Short task:
Convert the part of the material that opens with the line containing "Give the mask of every instance of the soldier" and closes with the line containing "279 208 L 262" into a JSON list of strings, one string per line, with blank lines omitted.
— BEGIN Records shown —
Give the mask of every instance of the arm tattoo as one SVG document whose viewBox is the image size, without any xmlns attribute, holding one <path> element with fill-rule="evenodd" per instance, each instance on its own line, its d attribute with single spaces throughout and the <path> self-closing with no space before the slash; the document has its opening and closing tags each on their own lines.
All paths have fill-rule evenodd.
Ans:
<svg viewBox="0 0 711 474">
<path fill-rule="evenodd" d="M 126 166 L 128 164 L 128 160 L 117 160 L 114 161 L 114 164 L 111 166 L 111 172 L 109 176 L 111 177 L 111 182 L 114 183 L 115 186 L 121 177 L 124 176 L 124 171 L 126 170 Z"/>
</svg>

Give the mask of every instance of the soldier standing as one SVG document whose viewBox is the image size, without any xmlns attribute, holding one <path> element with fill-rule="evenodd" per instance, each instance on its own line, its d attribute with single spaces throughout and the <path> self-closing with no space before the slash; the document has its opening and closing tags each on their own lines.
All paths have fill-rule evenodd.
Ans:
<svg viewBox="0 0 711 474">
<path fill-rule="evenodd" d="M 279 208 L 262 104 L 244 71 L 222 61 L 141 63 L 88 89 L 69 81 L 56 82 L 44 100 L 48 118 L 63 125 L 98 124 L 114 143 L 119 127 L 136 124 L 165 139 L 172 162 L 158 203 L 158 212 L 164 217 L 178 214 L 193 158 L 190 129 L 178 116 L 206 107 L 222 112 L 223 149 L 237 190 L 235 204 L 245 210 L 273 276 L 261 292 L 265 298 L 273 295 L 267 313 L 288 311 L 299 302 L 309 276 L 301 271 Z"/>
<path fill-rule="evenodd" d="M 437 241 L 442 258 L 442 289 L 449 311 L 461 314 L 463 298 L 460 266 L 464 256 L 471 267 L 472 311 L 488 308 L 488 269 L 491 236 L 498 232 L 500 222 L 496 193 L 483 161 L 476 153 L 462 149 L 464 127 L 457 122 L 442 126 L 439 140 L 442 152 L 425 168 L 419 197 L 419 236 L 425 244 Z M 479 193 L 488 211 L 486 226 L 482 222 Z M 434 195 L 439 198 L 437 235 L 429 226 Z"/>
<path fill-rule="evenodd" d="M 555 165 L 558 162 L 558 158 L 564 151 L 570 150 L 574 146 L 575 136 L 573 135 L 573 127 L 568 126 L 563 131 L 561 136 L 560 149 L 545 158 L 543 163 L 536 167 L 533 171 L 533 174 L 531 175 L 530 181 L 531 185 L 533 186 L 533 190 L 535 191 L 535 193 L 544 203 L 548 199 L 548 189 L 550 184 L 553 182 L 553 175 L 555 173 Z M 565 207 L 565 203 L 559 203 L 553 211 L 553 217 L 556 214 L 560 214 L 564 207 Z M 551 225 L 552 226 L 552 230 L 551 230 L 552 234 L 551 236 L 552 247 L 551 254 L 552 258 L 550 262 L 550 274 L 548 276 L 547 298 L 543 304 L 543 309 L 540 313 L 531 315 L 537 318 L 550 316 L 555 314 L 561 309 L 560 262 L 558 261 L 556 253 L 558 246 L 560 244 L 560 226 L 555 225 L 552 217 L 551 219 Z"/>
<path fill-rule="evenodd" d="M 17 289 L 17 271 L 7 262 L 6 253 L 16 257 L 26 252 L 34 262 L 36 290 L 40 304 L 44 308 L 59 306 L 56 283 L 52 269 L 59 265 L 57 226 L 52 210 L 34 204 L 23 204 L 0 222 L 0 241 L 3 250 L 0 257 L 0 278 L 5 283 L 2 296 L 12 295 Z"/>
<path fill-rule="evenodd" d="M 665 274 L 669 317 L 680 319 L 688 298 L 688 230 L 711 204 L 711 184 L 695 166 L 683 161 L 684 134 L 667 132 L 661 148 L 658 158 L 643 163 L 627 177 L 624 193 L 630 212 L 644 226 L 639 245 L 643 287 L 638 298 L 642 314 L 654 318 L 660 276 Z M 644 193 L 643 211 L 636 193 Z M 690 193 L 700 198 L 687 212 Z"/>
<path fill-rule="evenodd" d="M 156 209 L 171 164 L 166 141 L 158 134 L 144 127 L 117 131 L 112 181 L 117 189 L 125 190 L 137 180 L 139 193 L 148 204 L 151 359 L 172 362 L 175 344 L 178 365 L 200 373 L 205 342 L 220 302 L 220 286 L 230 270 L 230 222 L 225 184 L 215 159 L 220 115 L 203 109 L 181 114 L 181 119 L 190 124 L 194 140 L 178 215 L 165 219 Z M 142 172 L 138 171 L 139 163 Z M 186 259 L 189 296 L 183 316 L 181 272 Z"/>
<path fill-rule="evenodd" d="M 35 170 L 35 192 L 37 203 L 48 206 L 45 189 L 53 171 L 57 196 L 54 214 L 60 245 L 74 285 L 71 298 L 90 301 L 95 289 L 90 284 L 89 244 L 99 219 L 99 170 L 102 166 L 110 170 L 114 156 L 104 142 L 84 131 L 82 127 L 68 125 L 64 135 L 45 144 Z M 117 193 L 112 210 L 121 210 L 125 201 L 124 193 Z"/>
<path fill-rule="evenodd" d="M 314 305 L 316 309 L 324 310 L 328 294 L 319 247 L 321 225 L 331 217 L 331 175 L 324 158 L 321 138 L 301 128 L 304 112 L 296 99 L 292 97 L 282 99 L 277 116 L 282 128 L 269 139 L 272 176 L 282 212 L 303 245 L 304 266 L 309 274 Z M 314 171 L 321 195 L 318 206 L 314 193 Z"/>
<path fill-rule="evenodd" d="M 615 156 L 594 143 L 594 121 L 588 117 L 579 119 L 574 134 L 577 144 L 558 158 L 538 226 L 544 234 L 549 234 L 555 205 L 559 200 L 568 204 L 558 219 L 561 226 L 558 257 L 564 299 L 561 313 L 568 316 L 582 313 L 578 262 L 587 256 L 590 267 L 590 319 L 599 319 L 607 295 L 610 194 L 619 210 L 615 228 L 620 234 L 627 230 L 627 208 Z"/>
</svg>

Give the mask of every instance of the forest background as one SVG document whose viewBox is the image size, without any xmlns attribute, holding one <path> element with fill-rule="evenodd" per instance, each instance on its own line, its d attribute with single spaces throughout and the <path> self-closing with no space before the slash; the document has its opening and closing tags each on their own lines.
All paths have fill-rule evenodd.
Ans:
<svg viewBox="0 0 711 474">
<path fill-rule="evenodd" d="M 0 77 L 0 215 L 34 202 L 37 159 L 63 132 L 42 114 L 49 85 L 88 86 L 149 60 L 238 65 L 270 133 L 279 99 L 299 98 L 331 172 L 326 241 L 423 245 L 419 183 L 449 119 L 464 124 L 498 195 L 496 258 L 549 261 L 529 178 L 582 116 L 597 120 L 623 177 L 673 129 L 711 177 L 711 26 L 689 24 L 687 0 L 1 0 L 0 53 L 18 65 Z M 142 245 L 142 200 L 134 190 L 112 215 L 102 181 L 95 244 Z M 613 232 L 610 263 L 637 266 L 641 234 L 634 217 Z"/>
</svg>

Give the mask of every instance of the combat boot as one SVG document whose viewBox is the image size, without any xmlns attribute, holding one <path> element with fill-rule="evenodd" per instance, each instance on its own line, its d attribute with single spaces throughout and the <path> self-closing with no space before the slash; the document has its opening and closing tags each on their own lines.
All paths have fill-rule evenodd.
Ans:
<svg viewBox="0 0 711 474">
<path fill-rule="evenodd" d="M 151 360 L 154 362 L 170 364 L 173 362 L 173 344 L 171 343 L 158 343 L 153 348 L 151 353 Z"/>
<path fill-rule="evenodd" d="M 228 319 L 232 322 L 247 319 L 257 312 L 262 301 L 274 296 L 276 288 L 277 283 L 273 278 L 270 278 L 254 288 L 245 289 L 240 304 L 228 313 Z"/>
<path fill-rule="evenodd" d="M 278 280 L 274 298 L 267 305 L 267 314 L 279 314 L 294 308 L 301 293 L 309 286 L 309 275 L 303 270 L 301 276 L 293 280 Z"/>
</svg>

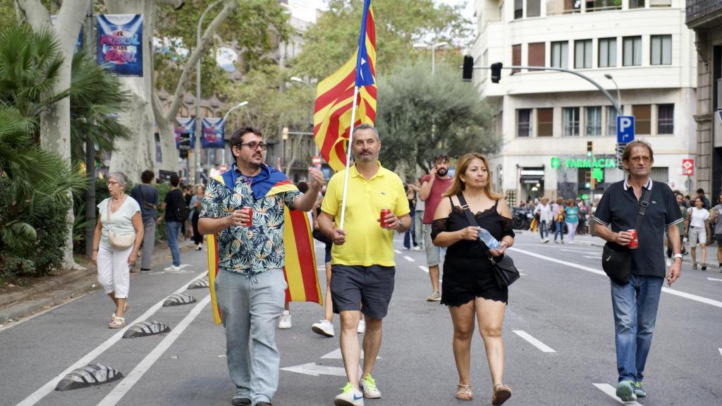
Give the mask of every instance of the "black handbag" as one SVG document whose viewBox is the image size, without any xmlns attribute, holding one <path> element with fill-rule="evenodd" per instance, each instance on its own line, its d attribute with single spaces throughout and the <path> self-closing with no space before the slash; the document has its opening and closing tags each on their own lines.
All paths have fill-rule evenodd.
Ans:
<svg viewBox="0 0 722 406">
<path fill-rule="evenodd" d="M 457 197 L 458 202 L 461 204 L 461 210 L 466 215 L 466 220 L 469 221 L 469 225 L 478 227 L 479 223 L 474 218 L 474 215 L 469 209 L 469 204 L 466 204 L 466 199 L 464 198 L 464 195 L 460 193 Z M 494 276 L 496 277 L 497 285 L 499 286 L 500 289 L 508 287 L 514 283 L 514 281 L 519 279 L 519 271 L 514 266 L 514 261 L 510 256 L 505 254 L 500 258 L 494 258 L 494 256 L 489 252 L 489 247 L 487 246 L 487 244 L 484 243 L 481 238 L 477 238 L 477 241 L 482 246 L 484 254 L 489 258 L 489 261 L 494 266 Z"/>
<path fill-rule="evenodd" d="M 642 225 L 644 215 L 649 206 L 649 199 L 652 193 L 646 189 L 642 189 L 642 200 L 639 204 L 639 212 L 637 213 L 637 220 L 634 229 L 639 233 Z M 612 242 L 607 242 L 601 251 L 601 267 L 604 273 L 614 282 L 619 285 L 626 285 L 632 276 L 632 250 L 625 246 L 620 246 Z"/>
</svg>

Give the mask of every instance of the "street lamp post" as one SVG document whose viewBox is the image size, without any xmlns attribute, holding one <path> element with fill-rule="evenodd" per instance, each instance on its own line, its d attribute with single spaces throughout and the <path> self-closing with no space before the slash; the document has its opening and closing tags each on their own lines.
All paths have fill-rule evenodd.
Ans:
— END Records shown —
The completed task:
[
  "Give the mask of every instance of the soldier standing as one SVG document whose viewBox is the image size, without any xmlns attribute, holding one <path> element with fill-rule=\"evenodd\" per instance, each instance on its own line, its d attribute with single spaces throughout and the <path> self-closing with no space before the slash; the document has its opening and closing tags each on their own lines.",
  "All paths have fill-rule evenodd.",
  "Ans:",
  "<svg viewBox=\"0 0 711 474\">",
  "<path fill-rule=\"evenodd\" d=\"M 279 208 L 262 104 L 244 71 L 222 61 L 141 63 L 88 89 L 69 81 L 56 82 L 44 100 L 48 118 L 63 125 L 98 124 L 114 143 L 119 127 L 136 124 L 165 139 L 172 162 L 158 203 L 158 212 L 164 217 L 178 214 L 193 158 L 190 129 L 178 116 L 206 107 L 222 112 L 223 149 L 237 190 L 235 204 L 245 210 L 273 276 L 261 292 L 265 298 L 273 295 L 267 313 L 288 311 L 299 302 L 309 276 L 301 271 Z\"/>"
]